[Task item] Please reproduce the data below exactly, from the first line through the line containing "TARGET: ancient stone amphitheater", and leave every later line out.

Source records
• • • •

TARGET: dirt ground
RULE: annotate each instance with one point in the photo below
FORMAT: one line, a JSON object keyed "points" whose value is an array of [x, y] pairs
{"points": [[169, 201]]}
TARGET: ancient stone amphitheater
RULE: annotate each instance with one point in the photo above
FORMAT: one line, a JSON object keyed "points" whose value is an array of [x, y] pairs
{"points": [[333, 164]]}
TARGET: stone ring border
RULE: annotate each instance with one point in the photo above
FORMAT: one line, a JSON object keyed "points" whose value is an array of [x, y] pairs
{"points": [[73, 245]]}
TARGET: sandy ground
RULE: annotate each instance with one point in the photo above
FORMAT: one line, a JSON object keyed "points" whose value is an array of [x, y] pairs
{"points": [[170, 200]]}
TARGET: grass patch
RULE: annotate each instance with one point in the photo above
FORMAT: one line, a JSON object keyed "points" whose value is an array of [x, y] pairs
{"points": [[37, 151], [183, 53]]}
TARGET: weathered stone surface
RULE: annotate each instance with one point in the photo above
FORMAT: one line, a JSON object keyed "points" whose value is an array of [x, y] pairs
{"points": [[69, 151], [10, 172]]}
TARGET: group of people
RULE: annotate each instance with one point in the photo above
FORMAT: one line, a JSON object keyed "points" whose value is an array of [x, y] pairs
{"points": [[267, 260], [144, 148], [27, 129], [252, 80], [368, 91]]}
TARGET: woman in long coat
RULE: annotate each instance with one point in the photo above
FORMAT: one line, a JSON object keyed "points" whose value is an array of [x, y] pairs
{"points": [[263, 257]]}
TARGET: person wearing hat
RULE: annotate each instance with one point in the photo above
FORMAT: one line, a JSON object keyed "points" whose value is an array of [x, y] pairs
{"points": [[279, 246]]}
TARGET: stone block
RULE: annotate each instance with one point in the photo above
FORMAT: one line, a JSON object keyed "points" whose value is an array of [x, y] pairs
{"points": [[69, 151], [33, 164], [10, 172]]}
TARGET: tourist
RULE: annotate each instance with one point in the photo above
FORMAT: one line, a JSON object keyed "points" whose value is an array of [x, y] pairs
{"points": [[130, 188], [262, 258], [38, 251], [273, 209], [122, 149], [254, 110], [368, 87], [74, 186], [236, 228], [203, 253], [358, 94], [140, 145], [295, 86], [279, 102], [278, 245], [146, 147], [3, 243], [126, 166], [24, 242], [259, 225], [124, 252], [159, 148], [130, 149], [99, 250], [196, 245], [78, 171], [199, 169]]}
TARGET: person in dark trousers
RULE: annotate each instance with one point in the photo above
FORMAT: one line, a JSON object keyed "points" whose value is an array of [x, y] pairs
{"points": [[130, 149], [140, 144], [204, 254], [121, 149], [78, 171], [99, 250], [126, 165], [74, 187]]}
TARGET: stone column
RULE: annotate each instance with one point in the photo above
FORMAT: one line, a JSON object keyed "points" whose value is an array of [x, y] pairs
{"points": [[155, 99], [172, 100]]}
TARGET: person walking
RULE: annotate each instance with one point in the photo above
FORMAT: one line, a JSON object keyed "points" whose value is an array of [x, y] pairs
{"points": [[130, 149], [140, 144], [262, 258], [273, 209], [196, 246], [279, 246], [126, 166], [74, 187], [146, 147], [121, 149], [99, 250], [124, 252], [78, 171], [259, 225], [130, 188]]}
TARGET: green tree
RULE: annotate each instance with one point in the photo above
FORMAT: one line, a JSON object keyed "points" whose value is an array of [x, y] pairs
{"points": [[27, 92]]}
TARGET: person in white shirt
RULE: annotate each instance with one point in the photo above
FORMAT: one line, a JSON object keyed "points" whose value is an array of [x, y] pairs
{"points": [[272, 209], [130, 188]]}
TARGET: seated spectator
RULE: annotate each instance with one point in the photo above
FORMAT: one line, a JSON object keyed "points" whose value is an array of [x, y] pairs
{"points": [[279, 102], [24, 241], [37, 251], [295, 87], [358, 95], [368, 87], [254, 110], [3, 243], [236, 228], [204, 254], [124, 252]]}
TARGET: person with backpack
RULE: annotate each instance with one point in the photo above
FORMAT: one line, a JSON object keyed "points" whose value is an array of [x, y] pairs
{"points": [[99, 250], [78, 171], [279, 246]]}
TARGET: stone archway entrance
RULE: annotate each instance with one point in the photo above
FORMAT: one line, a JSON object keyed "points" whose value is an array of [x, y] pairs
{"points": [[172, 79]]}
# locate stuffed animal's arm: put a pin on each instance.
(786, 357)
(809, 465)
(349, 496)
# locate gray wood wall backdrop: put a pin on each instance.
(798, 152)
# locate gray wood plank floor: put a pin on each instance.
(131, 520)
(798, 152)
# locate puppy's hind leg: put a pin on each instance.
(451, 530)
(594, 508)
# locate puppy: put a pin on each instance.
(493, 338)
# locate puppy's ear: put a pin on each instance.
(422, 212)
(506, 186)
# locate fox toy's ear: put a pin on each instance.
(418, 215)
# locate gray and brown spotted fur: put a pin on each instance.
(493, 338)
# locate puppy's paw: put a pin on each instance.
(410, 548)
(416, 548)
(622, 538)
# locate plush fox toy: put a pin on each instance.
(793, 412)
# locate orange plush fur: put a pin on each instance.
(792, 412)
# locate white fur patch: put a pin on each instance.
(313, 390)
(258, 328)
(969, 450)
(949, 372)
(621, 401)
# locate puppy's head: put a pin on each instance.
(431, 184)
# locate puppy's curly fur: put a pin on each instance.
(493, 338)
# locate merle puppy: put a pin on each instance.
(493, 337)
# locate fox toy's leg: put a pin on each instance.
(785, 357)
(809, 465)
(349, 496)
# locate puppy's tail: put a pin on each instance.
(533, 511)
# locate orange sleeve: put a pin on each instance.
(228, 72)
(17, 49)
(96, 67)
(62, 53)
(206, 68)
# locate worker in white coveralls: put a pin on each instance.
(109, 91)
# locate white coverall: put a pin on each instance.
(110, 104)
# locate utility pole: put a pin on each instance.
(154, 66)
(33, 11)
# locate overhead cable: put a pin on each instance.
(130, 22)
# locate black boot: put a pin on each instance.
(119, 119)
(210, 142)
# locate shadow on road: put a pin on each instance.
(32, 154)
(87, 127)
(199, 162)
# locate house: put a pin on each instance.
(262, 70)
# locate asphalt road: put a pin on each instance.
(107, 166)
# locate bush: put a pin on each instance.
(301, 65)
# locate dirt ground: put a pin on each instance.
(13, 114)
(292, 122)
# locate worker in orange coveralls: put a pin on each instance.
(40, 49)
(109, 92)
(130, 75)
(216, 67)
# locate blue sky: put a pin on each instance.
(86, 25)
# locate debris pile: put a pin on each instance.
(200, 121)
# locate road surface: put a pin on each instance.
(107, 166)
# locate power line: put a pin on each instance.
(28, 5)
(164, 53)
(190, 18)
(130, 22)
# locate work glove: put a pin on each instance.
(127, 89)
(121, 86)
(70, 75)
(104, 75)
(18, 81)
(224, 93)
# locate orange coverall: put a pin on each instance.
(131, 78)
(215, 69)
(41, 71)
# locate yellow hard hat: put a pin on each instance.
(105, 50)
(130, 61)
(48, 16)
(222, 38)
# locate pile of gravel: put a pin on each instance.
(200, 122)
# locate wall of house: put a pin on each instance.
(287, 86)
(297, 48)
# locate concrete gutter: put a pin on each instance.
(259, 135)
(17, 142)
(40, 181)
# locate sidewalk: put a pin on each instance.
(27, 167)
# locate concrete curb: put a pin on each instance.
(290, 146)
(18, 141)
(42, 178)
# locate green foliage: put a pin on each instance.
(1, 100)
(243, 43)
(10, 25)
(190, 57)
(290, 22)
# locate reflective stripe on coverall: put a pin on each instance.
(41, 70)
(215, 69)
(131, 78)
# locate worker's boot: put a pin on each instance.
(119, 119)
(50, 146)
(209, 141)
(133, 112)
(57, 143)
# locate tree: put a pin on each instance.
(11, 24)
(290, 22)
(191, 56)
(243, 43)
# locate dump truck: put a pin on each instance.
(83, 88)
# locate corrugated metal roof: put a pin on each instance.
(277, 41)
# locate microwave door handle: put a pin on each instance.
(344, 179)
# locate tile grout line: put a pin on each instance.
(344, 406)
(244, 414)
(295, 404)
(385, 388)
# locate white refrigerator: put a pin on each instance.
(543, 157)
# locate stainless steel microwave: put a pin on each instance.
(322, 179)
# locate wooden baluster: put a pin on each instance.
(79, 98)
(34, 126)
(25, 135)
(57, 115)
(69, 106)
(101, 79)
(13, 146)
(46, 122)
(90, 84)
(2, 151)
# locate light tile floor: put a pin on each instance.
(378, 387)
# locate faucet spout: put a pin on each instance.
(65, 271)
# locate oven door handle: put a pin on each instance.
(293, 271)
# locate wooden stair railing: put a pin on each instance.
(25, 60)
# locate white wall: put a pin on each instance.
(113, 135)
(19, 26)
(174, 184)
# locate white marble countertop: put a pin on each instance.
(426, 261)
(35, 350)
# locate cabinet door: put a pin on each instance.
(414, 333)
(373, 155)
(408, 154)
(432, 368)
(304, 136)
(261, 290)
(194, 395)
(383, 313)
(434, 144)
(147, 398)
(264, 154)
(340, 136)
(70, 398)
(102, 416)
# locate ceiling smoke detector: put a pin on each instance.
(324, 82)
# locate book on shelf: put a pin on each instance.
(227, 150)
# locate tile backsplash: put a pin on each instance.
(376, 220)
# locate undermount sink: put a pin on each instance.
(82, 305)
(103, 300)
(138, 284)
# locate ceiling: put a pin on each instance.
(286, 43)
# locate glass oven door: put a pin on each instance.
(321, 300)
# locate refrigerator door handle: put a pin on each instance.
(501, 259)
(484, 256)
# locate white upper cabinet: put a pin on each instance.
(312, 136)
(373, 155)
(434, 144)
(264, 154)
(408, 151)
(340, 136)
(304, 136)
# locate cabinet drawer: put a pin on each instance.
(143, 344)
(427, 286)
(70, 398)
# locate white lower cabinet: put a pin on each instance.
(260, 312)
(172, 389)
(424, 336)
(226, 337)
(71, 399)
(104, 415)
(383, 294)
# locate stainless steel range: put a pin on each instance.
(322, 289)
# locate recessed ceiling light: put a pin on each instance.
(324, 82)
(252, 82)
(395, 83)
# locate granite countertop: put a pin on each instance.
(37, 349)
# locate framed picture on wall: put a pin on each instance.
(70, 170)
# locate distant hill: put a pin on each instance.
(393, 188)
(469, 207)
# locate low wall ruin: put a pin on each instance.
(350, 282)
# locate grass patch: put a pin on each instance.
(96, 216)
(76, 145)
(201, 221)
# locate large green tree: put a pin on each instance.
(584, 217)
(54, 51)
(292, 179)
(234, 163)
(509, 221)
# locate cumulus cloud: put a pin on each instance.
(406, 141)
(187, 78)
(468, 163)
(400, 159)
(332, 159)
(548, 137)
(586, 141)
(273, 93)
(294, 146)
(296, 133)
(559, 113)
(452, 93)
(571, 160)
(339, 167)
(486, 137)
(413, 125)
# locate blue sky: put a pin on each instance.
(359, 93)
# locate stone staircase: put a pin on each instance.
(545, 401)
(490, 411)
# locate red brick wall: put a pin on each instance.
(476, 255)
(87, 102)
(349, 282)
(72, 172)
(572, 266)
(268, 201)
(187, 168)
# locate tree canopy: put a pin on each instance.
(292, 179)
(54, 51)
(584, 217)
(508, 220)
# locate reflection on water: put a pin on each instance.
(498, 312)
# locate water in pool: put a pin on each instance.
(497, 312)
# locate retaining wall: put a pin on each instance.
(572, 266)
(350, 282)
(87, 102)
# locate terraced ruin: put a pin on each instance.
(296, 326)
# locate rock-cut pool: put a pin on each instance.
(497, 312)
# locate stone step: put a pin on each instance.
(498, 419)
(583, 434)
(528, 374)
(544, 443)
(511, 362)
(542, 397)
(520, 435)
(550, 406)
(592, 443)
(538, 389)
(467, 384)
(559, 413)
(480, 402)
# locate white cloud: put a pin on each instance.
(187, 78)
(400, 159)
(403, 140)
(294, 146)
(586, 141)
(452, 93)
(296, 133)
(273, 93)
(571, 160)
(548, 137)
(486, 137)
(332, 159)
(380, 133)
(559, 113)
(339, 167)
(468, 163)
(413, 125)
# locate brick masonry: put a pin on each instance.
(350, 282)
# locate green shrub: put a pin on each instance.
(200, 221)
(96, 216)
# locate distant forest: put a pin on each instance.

• • • •

[Task answer]
TARGET: dirt ground
RULE: annotate each instance with one point in the photo below
FORMAT: one line, a JSON object keyed "points" whose value is an array of [x, y] pairs
{"points": [[169, 201]]}
TARGET: ancient stone amphitheater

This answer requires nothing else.